→ **What to produce**
Check every line of the material below for the string "Phrase", and return the ones that have it.

→ **Extracted records**
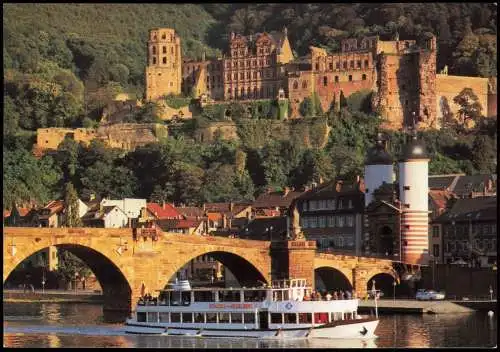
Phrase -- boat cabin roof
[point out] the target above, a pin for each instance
(276, 284)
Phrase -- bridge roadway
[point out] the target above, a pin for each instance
(128, 262)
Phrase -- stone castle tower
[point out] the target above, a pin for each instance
(163, 70)
(406, 83)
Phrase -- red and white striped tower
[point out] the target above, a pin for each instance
(414, 193)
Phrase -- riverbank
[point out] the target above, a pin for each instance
(388, 306)
(52, 296)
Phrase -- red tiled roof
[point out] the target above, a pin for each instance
(190, 211)
(178, 224)
(275, 199)
(167, 211)
(440, 198)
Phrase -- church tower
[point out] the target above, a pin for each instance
(163, 70)
(378, 168)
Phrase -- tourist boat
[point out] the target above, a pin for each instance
(279, 311)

→ **Task response**
Phrase -- boat cabin roof
Phrase -- bridge roadway
Phrase -- stone castle tower
Phrase -- red and white striped tower
Phrase -- riverbank
Phrase -- red tiled roof
Phrase -- church tower
Phrase -- tourist boat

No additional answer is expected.